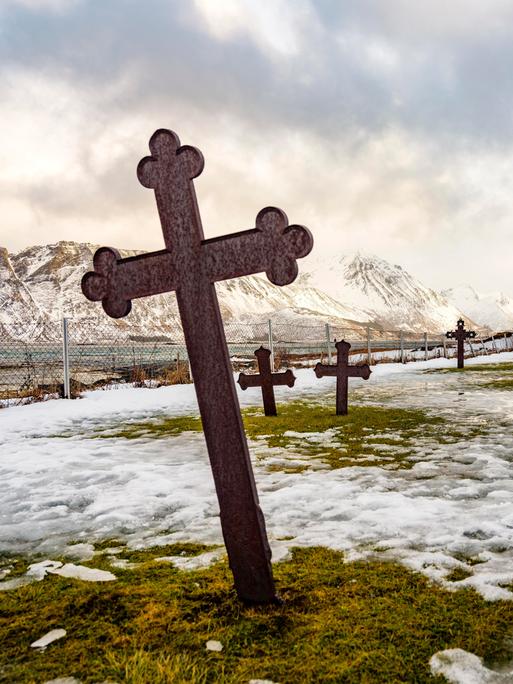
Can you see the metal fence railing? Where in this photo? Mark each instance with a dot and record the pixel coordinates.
(73, 355)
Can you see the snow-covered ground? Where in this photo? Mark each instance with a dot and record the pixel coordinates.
(61, 481)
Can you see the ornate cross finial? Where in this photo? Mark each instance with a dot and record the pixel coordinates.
(266, 379)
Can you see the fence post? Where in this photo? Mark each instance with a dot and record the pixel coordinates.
(271, 344)
(65, 359)
(328, 341)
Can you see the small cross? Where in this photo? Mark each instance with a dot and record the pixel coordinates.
(191, 265)
(266, 379)
(460, 334)
(342, 370)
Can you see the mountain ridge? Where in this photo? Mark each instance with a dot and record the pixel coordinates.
(41, 283)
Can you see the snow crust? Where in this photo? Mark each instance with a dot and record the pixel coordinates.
(461, 667)
(60, 482)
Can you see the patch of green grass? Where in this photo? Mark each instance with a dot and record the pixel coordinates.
(367, 436)
(501, 374)
(339, 622)
(307, 432)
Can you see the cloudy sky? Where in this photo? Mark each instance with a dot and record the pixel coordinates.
(385, 126)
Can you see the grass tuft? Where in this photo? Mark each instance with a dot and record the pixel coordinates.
(339, 622)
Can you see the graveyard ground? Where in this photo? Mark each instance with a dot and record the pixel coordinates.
(392, 529)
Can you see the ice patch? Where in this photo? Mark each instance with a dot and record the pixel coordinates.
(214, 646)
(455, 503)
(202, 560)
(461, 667)
(49, 638)
(37, 572)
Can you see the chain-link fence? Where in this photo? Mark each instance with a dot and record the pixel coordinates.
(71, 356)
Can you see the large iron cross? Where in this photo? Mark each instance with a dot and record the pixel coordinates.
(460, 334)
(266, 379)
(190, 265)
(342, 370)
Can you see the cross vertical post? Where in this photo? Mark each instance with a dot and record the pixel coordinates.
(342, 370)
(271, 342)
(190, 265)
(328, 341)
(460, 335)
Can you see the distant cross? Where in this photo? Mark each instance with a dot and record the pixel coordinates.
(342, 370)
(460, 334)
(190, 265)
(266, 379)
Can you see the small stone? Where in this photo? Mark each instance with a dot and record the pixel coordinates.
(214, 646)
(47, 639)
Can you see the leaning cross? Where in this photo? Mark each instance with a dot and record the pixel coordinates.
(266, 379)
(342, 370)
(191, 265)
(460, 334)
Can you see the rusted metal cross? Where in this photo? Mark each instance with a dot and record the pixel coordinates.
(190, 265)
(342, 370)
(460, 334)
(266, 379)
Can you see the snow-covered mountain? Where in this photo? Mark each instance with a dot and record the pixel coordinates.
(48, 278)
(494, 311)
(384, 293)
(40, 284)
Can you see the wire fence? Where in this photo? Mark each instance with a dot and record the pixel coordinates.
(76, 355)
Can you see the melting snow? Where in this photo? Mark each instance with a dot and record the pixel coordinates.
(59, 482)
(461, 667)
(47, 639)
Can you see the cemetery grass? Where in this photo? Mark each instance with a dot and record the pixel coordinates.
(338, 622)
(309, 434)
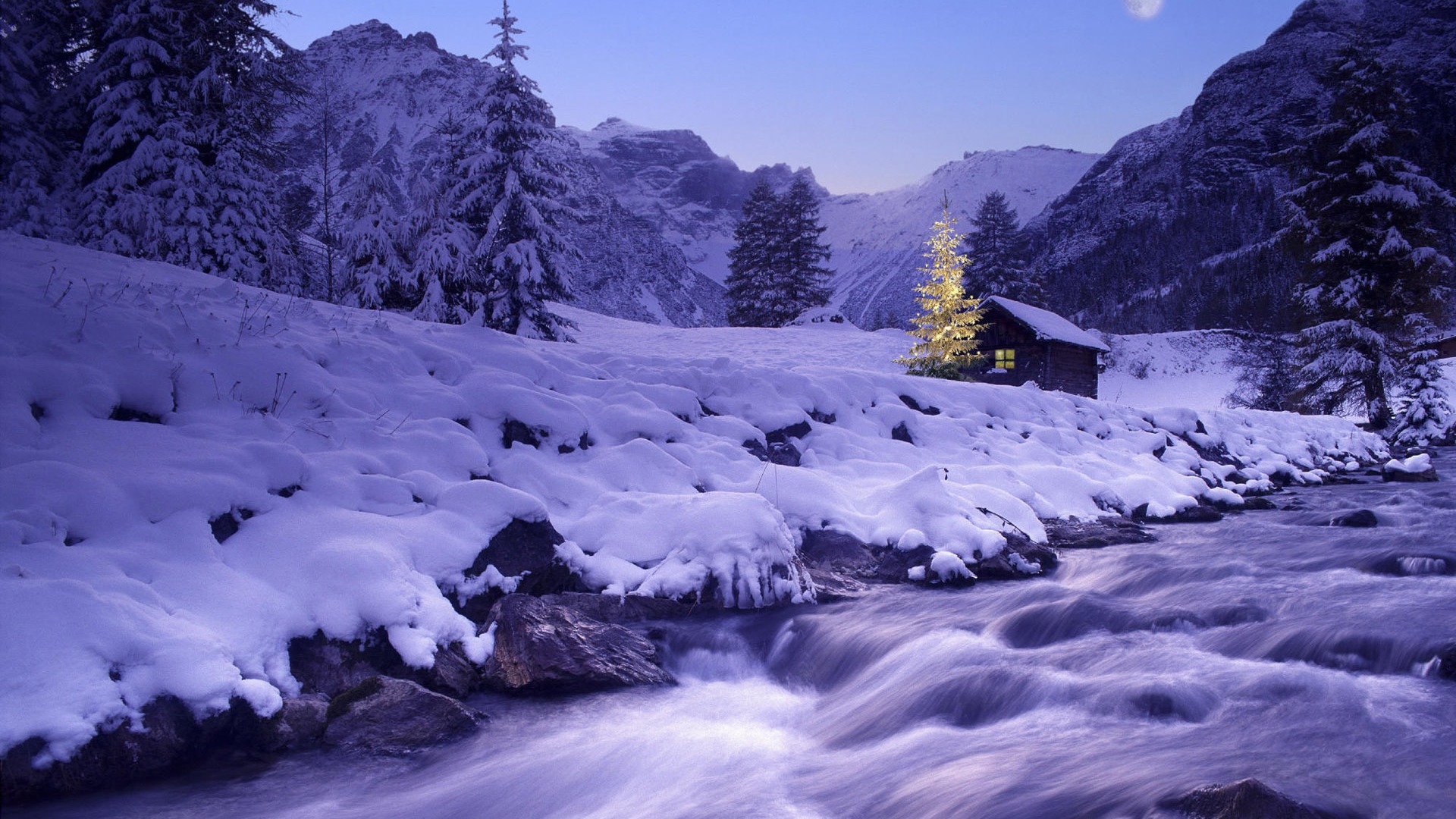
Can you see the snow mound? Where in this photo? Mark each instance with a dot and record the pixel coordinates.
(194, 472)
■ ■ ■
Instruction: Would you mind returning each entry above word for word, skipping the images?

Completed task:
Can you see the metal fence railing? Where in this photo? Mark each instance with a dot and record the pixel coordinates.
(73, 355)
Can you see the snow-covered ground? Where in this photo? Mark each instance with a dot and record the pixel coordinates.
(61, 481)
Can you see the ornate cross finial? Where in this photo? Mark each instance with a dot and record the pixel coordinates.
(266, 379)
Can you see the fence post? Where in this photo? Mark each instance with a dot and record the pixel coordinates.
(271, 344)
(65, 359)
(328, 341)
Can you see the small cross? Where in this photo? Mark each instance with a dot and record the pixel coordinates.
(191, 265)
(266, 379)
(460, 334)
(342, 370)
Can you see the mountain ridge? Where in this photo? Mark each instance with a dot and record the pixel coordinates.
(41, 283)
Can you see the snow crust? Where in this photo? Mark each instance with a dot and record the pixel coordinates.
(461, 667)
(60, 482)
Can you see the patch of green grass? Where in this photo? Mark each instance with a dot and record the pixel coordinates.
(367, 436)
(501, 374)
(339, 622)
(307, 432)
Can you see the cloudy sky? Where in this photo? Mark each instance with a dot and record the pixel coordinates.
(385, 126)
Can you see the grass tuft? Where in this photo? Mark each instance with a dot and record the pixel coordinates.
(339, 622)
Can you see the graveyard ground? Where in this photo? Mark each instance with a dot and record the pixel coordinates.
(392, 529)
Can you see the ice patch? Where in this photo? Mark each instance with a dot and record the pixel coordinates.
(214, 646)
(455, 503)
(202, 560)
(461, 667)
(49, 638)
(37, 572)
Can you see the chain-link fence? Where in this photo? Mark each instance with a dot and record the pixel coordinates.
(71, 356)
Can you see the large iron cross? Where in this photo? Mark each instance with a dot and record the pixel coordinates.
(460, 334)
(266, 379)
(190, 265)
(342, 370)
Can you see the cross vertical post? Where in this photo? Mark each instance with a dot and record the pixel coordinates.
(342, 370)
(271, 342)
(190, 265)
(328, 341)
(460, 335)
Can you see the distant cross? Where in this photo? Mark each instance with a dot and record the pixel coordinates.
(342, 370)
(460, 334)
(190, 265)
(266, 379)
Can you see the small stone? Where in this photo? Mark each instance with a dot and record the pixel coordinates.
(214, 646)
(47, 639)
Can you see the leaning cross? Where in this photo? Mark each instance with a dot and record the pixel coordinates.
(266, 379)
(342, 370)
(191, 265)
(460, 334)
Can you see the rusted metal cross? Where in this photo? Mark each instance with a dot and record the pixel coordinates.
(190, 265)
(342, 370)
(460, 334)
(266, 379)
Can you see the snow-covered mountain? Where in this photo? Mark each instance with a dot and record the pixel coordinates.
(48, 278)
(494, 311)
(384, 293)
(40, 284)
Can you see the wire fence? Where in this photo? Mark each instance with a dot and record the pixel coordinates.
(76, 355)
Can you see the melting snow? Where in this photo? Mark each instance with a dot and record the pixel coordinates.
(59, 482)
(461, 667)
(47, 639)
Can you see the cemetery grass? Where in this photo? Mark each instance with a dot and record the pixel coordinates.
(338, 622)
(309, 434)
Can you see the snow mound? Where in this photo? Mark each instance with a dot and record the pixel coordinates.
(194, 472)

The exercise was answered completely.